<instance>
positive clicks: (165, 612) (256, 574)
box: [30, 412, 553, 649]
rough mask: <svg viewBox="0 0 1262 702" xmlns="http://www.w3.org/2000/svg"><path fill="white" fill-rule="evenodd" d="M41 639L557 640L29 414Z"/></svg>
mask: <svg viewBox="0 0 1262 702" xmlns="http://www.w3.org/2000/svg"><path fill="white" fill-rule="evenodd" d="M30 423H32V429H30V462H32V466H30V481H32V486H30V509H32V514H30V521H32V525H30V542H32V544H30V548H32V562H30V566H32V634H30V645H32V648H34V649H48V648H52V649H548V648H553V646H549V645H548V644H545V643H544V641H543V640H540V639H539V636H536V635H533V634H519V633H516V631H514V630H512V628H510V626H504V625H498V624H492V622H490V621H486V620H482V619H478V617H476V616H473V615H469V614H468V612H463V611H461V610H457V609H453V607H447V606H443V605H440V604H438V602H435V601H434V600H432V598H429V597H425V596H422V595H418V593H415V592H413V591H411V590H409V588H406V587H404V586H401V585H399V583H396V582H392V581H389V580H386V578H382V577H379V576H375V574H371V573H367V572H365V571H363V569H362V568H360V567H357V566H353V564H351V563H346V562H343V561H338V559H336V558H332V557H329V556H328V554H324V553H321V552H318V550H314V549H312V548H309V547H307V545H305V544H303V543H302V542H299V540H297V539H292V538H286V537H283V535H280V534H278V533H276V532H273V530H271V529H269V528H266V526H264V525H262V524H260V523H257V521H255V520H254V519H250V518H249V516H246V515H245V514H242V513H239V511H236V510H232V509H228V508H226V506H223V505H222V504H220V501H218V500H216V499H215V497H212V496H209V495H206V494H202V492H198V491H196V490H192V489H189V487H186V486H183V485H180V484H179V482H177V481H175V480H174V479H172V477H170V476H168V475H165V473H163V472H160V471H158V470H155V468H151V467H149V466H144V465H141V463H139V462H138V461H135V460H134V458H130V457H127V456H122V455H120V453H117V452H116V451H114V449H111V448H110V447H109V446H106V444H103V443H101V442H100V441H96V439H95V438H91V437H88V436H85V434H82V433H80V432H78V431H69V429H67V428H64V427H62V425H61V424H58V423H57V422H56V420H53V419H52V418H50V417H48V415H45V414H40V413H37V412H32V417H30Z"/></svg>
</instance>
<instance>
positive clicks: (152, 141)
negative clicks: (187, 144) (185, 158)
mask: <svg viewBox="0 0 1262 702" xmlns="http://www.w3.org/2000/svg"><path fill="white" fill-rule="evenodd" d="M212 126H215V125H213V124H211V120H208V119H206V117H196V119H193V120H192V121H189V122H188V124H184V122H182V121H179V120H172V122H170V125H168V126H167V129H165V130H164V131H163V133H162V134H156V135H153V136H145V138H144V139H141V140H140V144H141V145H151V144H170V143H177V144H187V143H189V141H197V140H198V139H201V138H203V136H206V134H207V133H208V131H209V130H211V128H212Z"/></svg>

--

_ASSIGNED TASK:_
Repeat the whole listing, keeping every word exactly as it is.

_RESPONSE:_
<instance>
positive clicks: (165, 612) (256, 574)
box: [30, 412, 553, 649]
rough mask: <svg viewBox="0 0 1262 702" xmlns="http://www.w3.org/2000/svg"><path fill="white" fill-rule="evenodd" d="M41 639L557 640L29 414Z"/></svg>
mask: <svg viewBox="0 0 1262 702" xmlns="http://www.w3.org/2000/svg"><path fill="white" fill-rule="evenodd" d="M30 423H32V429H30V462H32V466H30V481H32V486H30V509H32V514H30V521H32V525H30V542H32V544H30V548H32V562H30V566H32V634H30V645H32V648H34V649H48V648H52V649H548V648H553V646H549V645H548V644H545V643H544V641H543V640H540V639H539V636H536V635H533V634H519V633H516V631H514V630H512V628H510V626H504V625H498V624H492V622H490V621H486V620H482V619H478V617H476V616H473V615H469V614H468V612H463V611H461V610H457V609H453V607H447V606H443V605H440V604H438V602H435V601H434V600H432V598H429V597H425V596H422V595H418V593H415V592H413V591H411V590H409V588H406V587H404V586H401V585H399V583H396V582H392V581H389V580H386V578H382V577H379V576H375V574H371V573H367V572H365V571H363V569H362V568H360V567H357V566H353V564H351V563H346V562H343V561H338V559H336V558H332V557H329V556H328V554H324V553H321V552H318V550H314V549H312V548H309V547H307V545H305V544H303V543H302V542H299V540H297V539H292V538H286V537H283V535H280V534H278V533H276V532H273V530H271V529H269V528H266V526H264V525H262V524H260V523H257V521H255V520H254V519H250V518H249V516H246V515H245V514H242V513H239V511H236V510H232V509H228V508H226V506H223V505H222V504H220V501H218V500H216V499H215V497H212V496H209V495H206V494H202V492H198V491H196V490H192V489H189V487H186V486H183V485H180V484H179V482H177V481H175V480H174V479H172V477H170V476H168V475H165V473H163V472H160V471H158V470H155V468H151V467H149V466H144V465H141V463H139V462H138V461H135V460H134V458H130V457H127V456H122V455H120V453H117V452H116V451H114V449H111V448H110V447H109V446H106V444H103V443H101V442H100V441H96V439H95V438H91V437H88V436H85V434H82V433H80V432H78V431H69V429H67V428H64V427H62V425H61V424H58V423H57V422H56V420H53V419H52V418H50V417H48V415H45V414H40V413H37V412H32V417H30Z"/></svg>
</instance>
<instance>
positive clicks: (152, 141)
negative clicks: (187, 144) (185, 158)
mask: <svg viewBox="0 0 1262 702" xmlns="http://www.w3.org/2000/svg"><path fill="white" fill-rule="evenodd" d="M212 126H215V125H213V124H211V120H208V119H206V117H196V119H193V120H192V121H189V122H188V124H184V122H182V121H179V120H172V122H170V125H168V126H167V129H165V130H164V131H163V133H162V134H156V135H153V136H145V138H144V139H141V140H140V144H141V145H151V144H170V143H177V144H187V143H189V141H197V140H198V139H201V138H203V136H206V134H207V133H208V131H209V130H211V128H212Z"/></svg>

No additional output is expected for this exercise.